Amnesia e solitudine. Comincia a fare freddo sull'Isola di May

Alberto Brambilla

Aumentano i segnali economici che il Regno potrebbe uscire indebolito, insicuro, e impoverito dai negoziati che l’Ue vuole avviare “sul serio”, mettendo pressione sul titubante governo conservatore

Roma. “Un uomo si propone di disegnare il mondo. Nel corso degli anni popola uno spazio con immagini di province, di regni, di montagne, di baie, di vascelli, di isole, di strumenti, di astri, di cavalli, di persone. Poco prima di morire, scopre che quel paziente labirinto di linee traccia l’immagine del suo volto”, scriveva Jorge Luis Borges. Il grande autore argentino era colpito da cecità ereditaria, ma vedeva lucidamente. Rinunciando alla permanenza nell’Unione europea nel giugno scorso, invece, i cittadini del Regno Unito sembrano aver perso la facoltà di vedere e comprendere che per novecento anni, dall’invasione di Guglielmo il Conquistatore, la storia britannica ha contribuito a modellare la fisionomia europea. Una guerra ventennale con la Francia a cavallo tra il 1793 e il 1815, l’acquisizione di Gibilterra, avamposto verso l’Africa, di Minorca, Malta, Cipro. E così via. Per non parlare ruolo inglese nella caduta di Hitler. Ora aumentano i segnali economici che il Regno potrebbe uscire indebolito, insicuro, e impoverito dai negoziati che l’Unione europea vuole avviare “sul serio”, mettendo pressione sul titubante governo conservatore di Theresa May.

 

L’Inghilterra non è stata influente in Europa solo quando era spaccata all’interno: sotto il divisivo Re Giovanni (XIII sec.), durante le guerre delle rose (nel XV), con la guerra civile (1642). La parziale amnesia storica – concime e insieme spurgo della Brexit – è già una perdita. Ma sembra che le controparti internazionali non riconoscano più nel volto del Regno il carattere dell’eccezionalità, ormai sinonimo di isolamento anziché di potenza, ergo un handicap.

Esercizio breve 1: Nell'elenco, riscrivi il tratto che va dall'inizio fino alla riga contenente "491), (413, 518)]", estremi inclusi, sostituendo "instance" con "object" e lasciando tutto il resto invariato.

Voci fornite:
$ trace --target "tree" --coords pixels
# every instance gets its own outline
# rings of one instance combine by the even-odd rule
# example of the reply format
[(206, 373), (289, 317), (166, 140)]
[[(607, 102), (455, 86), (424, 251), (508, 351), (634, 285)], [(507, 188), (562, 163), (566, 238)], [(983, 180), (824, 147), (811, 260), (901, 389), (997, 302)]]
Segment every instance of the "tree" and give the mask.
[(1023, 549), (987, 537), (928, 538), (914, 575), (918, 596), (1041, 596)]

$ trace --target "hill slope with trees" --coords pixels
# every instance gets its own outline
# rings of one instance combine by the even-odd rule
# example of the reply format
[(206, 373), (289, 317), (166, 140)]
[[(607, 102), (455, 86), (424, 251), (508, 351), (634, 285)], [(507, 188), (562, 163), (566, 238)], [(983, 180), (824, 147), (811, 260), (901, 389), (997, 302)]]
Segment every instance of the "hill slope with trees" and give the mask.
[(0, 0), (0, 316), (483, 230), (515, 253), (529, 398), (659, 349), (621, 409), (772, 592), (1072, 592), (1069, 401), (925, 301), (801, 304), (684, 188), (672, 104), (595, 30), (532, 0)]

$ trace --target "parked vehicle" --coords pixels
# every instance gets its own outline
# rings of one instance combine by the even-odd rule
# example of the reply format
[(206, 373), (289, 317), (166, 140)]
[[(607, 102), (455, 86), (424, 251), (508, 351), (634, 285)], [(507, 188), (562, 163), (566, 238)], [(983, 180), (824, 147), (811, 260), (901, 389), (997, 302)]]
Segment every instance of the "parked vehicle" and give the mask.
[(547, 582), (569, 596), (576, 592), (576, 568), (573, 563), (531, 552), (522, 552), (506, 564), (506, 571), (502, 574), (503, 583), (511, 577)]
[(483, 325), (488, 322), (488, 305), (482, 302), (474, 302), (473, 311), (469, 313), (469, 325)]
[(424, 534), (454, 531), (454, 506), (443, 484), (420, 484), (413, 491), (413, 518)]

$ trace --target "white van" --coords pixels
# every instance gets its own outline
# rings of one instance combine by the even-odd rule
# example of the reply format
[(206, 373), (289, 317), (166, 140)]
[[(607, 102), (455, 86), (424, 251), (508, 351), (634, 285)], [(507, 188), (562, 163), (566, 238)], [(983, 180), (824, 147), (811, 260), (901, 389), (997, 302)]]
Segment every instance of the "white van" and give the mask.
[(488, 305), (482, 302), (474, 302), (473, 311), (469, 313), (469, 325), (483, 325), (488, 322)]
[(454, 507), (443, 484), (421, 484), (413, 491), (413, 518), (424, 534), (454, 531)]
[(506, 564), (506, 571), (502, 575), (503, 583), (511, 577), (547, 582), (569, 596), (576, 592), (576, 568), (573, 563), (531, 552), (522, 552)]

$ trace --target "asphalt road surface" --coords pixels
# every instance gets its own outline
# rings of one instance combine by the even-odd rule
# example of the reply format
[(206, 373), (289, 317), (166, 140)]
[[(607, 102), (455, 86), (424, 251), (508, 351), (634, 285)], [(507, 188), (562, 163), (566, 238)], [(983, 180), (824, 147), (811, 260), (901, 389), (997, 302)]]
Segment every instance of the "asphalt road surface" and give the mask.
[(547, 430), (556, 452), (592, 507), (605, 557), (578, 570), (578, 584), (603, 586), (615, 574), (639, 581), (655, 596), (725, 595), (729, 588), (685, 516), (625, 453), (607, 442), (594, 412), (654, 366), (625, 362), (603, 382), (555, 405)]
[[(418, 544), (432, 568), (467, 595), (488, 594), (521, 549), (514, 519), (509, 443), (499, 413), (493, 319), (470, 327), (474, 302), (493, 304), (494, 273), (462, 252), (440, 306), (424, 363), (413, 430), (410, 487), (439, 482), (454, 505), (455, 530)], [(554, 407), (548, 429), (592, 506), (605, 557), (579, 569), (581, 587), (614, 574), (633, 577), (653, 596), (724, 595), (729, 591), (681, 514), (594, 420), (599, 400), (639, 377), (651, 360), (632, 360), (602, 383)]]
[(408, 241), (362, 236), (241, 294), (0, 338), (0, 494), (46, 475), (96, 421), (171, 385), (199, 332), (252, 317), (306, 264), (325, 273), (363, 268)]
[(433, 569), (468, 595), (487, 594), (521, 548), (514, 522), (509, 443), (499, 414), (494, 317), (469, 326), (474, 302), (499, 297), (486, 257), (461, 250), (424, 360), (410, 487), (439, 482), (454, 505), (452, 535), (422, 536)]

Esercizio breve 2:
Rispondi a queste domande sull'articolo dedicato alla Brexit:
(a) In quale mese i cittadini del Regno Unito hanno rinunciato alla permanenza nell'Unione europea?
(b) Da quale malattia era colpito Jorge Luis Borges?
(c) In che anno è collocata la guerra civile inglese menzionata?

Soluzione svolta 1:
$ trace --target "tree" --coords pixels
# every object gets its own outline
# rings of one object combine by the even-odd rule
# example of the reply format
[(206, 373), (289, 317), (166, 140)]
[[(607, 102), (455, 86), (424, 251), (508, 351), (634, 285)], [(507, 188), (562, 163), (566, 238)], [(983, 180), (824, 147), (811, 260), (901, 389), (997, 302)]]
Segment every object of the "tree" and give the mask.
[(1023, 549), (987, 537), (928, 538), (914, 575), (918, 596), (1041, 596)]

$ trace --target "hill slope with trees" --coords pixels
# every object gets its own outline
# rings of one object combine by the even-odd rule
# example of the reply format
[(206, 373), (289, 317), (166, 140)]
[[(607, 102), (455, 86), (424, 251), (508, 351), (634, 285)], [(507, 188), (562, 163), (566, 238)], [(983, 180), (824, 147), (811, 260), (901, 389), (997, 302)]]
Segment every object of the "hill slope with trees" and give the mask.
[(0, 0), (0, 316), (483, 230), (515, 253), (529, 398), (659, 349), (621, 409), (772, 592), (1072, 592), (1069, 401), (925, 301), (801, 304), (684, 188), (672, 104), (595, 30), (532, 0)]

$ trace --target "parked vehicle" --coords pixels
# every object gets its own outline
# rings of one object combine by the even-odd rule
# example of the reply format
[(206, 373), (289, 317), (166, 140)]
[[(607, 102), (455, 86), (424, 251), (508, 351), (634, 285)], [(507, 188), (562, 163), (566, 238)], [(983, 180), (824, 147), (811, 260), (901, 389), (997, 302)]]
Segment every object of the "parked vehicle" and give the mask.
[(547, 582), (569, 596), (576, 592), (576, 568), (573, 563), (531, 552), (522, 552), (506, 564), (506, 571), (502, 574), (503, 583), (511, 577)]
[(483, 325), (488, 322), (488, 305), (482, 302), (474, 302), (473, 311), (469, 313), (469, 325)]
[(424, 534), (454, 531), (454, 506), (443, 484), (420, 484), (413, 491), (413, 518)]

Soluzione svolta 2:
(a) A giugno, indicato come "nel giugno scorso".
(b) Da cecità ereditaria.
(c) Nel 1642.